(DO THIS): Find every line in the data below that contains the word "pole", and copy each of those lines.

Excerpts of location labeling data

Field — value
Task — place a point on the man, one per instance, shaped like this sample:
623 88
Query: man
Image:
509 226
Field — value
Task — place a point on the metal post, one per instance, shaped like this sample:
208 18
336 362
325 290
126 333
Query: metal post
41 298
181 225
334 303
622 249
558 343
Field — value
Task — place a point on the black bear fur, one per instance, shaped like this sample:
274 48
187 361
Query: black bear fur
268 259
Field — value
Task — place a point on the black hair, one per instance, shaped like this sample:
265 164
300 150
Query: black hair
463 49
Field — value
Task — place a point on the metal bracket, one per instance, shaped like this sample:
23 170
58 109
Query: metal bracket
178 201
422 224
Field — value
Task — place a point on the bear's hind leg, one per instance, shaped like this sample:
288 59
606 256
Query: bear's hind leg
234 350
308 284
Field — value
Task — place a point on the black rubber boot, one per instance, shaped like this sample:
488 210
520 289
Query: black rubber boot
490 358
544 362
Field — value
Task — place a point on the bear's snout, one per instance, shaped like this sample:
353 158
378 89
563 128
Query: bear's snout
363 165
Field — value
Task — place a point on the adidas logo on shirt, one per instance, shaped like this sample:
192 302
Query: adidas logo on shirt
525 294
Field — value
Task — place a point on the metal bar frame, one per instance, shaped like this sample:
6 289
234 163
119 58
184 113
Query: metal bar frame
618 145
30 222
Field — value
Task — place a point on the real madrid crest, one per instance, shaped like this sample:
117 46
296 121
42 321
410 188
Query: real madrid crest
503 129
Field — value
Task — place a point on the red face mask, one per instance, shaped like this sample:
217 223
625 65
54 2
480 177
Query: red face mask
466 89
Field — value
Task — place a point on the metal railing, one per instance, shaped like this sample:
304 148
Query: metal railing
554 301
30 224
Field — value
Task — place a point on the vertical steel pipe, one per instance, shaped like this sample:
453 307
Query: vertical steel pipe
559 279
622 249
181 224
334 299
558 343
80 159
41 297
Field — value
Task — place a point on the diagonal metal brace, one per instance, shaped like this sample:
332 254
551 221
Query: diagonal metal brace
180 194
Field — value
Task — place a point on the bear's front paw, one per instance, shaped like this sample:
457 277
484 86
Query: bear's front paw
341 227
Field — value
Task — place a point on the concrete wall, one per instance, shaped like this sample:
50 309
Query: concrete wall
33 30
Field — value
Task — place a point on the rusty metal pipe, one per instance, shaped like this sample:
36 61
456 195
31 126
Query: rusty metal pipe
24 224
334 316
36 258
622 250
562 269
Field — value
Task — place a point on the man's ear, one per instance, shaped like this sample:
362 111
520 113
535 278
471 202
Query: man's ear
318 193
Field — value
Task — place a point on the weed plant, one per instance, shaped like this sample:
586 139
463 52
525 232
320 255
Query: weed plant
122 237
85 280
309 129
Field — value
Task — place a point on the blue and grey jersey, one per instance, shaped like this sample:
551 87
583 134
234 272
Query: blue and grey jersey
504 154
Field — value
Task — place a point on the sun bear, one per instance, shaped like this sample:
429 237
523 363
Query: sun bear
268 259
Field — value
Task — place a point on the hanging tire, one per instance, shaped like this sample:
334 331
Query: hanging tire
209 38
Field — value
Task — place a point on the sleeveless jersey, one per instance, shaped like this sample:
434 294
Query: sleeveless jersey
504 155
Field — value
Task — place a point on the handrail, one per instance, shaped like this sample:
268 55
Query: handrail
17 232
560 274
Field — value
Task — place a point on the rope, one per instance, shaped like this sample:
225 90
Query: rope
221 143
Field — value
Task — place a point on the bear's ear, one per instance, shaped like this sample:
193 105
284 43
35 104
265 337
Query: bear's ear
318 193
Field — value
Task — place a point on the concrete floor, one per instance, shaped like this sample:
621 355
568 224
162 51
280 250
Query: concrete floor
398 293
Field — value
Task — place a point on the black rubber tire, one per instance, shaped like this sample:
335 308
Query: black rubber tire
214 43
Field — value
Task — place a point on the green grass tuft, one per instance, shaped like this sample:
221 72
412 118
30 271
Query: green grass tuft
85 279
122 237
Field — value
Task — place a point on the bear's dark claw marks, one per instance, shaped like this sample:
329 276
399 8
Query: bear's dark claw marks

---

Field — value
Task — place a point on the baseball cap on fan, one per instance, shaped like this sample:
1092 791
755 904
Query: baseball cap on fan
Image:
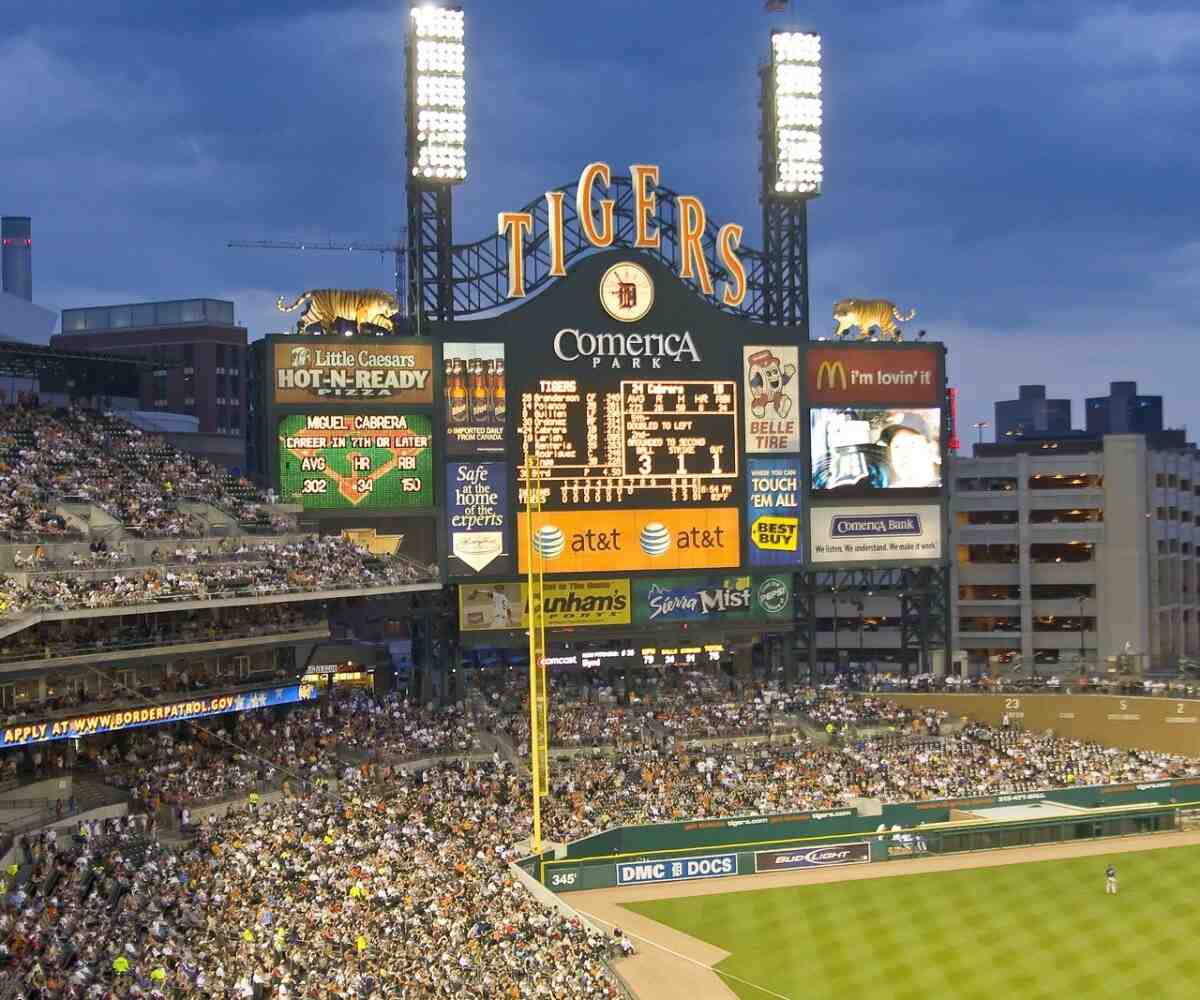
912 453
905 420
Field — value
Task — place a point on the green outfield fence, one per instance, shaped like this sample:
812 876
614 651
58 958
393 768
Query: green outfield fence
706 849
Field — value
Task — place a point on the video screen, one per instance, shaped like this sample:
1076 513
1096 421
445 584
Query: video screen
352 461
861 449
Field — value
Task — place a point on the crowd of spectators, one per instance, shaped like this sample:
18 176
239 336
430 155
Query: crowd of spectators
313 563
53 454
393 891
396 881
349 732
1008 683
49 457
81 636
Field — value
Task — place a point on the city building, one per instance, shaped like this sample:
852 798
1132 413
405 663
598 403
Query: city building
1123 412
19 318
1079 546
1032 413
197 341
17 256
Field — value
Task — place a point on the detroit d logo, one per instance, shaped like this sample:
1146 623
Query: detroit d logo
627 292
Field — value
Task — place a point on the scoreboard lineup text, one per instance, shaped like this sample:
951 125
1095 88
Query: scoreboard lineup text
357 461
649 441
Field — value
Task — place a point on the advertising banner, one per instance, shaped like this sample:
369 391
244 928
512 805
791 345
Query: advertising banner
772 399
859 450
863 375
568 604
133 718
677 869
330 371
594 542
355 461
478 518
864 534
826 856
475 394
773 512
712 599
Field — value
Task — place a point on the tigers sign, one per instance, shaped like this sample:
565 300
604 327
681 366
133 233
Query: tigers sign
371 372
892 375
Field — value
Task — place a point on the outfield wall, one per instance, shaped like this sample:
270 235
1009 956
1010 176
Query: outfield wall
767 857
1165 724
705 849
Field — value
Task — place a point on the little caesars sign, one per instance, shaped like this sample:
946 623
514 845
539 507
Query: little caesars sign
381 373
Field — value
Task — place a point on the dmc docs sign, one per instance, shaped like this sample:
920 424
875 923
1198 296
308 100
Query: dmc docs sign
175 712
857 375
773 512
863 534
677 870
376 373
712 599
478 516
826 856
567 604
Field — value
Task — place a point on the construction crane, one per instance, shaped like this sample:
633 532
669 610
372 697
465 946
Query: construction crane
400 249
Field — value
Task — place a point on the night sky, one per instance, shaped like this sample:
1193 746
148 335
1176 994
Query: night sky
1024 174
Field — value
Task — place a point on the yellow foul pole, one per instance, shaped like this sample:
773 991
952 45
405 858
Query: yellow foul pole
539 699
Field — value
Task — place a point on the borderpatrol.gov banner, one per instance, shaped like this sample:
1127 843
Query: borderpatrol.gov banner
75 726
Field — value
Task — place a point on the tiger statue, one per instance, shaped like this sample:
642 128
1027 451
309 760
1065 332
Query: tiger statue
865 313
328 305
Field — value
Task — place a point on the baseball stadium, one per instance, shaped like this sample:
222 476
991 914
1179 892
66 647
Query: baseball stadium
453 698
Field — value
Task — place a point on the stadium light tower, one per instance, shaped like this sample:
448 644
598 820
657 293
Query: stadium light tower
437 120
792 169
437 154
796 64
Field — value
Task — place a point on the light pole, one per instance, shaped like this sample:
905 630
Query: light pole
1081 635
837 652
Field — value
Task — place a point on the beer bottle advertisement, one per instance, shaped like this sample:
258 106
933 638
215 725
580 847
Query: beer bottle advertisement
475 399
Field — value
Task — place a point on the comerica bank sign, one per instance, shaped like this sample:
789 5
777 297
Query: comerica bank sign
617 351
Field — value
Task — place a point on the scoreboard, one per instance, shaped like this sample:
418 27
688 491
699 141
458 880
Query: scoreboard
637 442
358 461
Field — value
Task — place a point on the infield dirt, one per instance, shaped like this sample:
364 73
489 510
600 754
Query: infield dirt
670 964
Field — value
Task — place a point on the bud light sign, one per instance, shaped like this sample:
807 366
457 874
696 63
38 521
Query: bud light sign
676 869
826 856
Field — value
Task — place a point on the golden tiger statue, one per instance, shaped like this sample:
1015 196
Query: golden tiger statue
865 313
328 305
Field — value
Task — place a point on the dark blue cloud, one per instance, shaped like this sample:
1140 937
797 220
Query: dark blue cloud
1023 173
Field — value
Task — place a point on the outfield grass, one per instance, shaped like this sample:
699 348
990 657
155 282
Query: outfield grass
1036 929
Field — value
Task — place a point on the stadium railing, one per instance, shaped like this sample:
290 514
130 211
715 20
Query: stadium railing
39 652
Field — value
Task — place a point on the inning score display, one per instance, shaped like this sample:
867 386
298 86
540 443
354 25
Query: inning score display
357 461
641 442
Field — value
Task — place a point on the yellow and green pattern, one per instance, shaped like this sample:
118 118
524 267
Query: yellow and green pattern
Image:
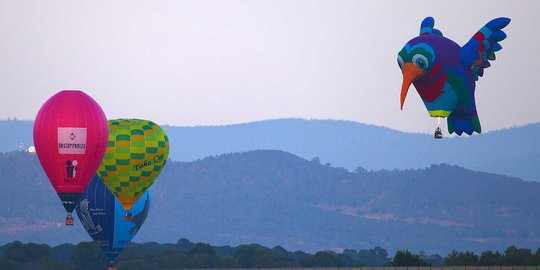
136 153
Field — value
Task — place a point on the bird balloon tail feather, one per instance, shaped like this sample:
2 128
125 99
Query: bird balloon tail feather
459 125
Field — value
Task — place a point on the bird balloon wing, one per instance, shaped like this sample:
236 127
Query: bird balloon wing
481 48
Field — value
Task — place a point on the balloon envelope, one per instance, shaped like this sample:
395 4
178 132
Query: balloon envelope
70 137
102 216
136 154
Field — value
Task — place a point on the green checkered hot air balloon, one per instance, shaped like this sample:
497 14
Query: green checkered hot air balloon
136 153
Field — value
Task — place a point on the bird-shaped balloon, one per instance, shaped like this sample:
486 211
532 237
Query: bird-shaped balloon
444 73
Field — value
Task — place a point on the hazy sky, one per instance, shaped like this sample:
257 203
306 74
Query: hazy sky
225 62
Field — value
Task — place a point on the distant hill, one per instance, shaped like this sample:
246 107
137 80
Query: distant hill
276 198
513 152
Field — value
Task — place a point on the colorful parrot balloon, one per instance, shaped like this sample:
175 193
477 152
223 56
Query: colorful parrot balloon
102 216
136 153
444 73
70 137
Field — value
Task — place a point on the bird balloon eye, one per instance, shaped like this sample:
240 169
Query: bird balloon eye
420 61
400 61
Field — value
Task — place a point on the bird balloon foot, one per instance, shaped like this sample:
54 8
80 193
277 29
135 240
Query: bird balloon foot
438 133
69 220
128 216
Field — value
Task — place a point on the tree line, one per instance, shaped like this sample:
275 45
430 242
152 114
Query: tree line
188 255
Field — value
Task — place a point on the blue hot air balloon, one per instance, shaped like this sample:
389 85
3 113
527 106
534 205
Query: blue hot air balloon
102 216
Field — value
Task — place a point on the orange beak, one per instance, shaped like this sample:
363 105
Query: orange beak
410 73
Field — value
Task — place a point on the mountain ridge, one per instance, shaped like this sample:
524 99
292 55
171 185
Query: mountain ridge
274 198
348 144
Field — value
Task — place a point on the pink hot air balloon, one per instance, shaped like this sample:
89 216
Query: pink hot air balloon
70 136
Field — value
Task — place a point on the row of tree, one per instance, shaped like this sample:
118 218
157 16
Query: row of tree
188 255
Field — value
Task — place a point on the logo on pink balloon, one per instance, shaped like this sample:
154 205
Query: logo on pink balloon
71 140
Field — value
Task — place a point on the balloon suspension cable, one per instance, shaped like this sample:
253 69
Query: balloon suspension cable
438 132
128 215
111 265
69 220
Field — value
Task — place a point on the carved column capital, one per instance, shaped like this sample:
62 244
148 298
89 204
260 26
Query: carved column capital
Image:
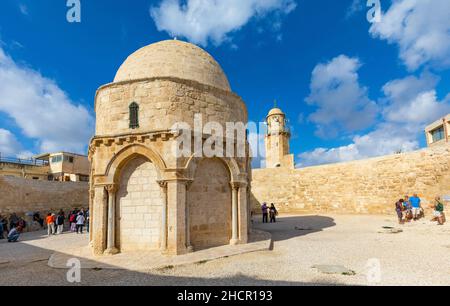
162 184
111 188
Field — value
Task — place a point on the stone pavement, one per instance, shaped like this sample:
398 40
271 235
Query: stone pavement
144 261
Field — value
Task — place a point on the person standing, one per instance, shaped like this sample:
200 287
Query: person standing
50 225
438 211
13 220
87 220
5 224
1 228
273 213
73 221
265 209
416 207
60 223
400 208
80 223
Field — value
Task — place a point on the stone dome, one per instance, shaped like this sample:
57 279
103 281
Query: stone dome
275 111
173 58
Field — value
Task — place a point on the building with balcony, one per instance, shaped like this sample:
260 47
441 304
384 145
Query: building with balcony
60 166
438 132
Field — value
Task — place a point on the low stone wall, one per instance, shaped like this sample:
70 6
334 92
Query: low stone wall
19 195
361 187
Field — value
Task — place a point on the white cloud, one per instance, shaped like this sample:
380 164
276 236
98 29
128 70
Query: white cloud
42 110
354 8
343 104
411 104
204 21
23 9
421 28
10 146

(FINAL RESULT):
Task — place a point on the yellow foul pole, one per instance, shaped like this sample:
Query: yellow foul pole
Task — place a point on the light pole, one per instance, shaped like this sample:
Query: light pole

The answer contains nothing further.